Qué hay que hacer:
Responde, por favor, estas preguntas con lo que dice el documento:
1. ¿Qué compañía se disolvió tras la ruptura entre Samaniego y Villalba?
2. ¿En qué fecha terminaron las presentaciones en el Nacional?
3. ¿A qué teatro se fue Villalba con Rivas?

Por otro lado, aunque los actores Samaniego y Villalba habían sido elogiados por la crítica después de todas las veces en que habían aparecido en escena allí, posteriores discrepancias entre ambas estrellas y sus respectivos genios del temperamento o la vehemencia llevaron a la ruptura. Vino así disolución de la compañía del Teatro Nacional, poniendo fin a una efímera pero intensa existencia.
Como consecuencia de los señalados problemas, el inicialmente promisorio teatro acabó cerrando a los pocos meses y tras tan corta vida. El final de las presentaciones en el Nacional fue el 17 de junio del mismo año, aunque quizá haya tenido algunas pocas actividades independientes posteriores. Por esta razón, además, Villalba emigró con Rivas al elenco del recientemente reinaugurado Teatro Arteaga, con su flamante nuevo edificio. Allá tomaría los papeles de galán, principalmente.
De esa manera, tras el triste e indecoroso cierre del Nacional, el Arteaga volvía a ostentar su corona como única e insuperable sala teatral de Santiago.

Listado de datos:
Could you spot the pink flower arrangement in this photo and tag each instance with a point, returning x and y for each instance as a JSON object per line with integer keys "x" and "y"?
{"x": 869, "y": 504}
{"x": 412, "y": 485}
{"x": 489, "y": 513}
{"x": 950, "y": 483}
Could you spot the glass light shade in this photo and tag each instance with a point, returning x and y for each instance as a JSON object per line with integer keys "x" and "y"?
---
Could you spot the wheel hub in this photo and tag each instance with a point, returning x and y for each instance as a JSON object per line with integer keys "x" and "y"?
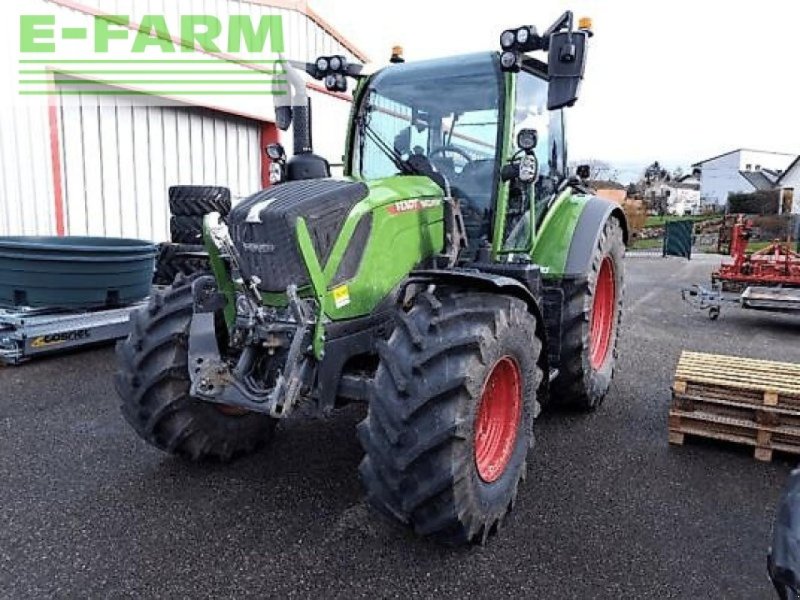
...
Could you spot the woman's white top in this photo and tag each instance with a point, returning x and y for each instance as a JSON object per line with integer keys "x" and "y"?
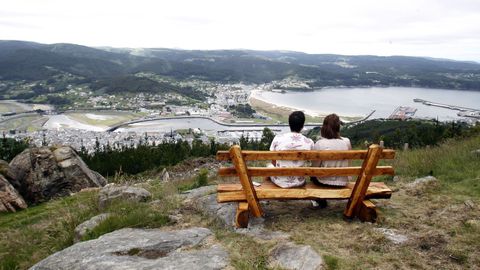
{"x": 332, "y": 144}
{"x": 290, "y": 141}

Respuesta escrita:
1. La compañía del Teatro Nacional.
2. El 17 de junio.
3. Al Teatro Arteaga.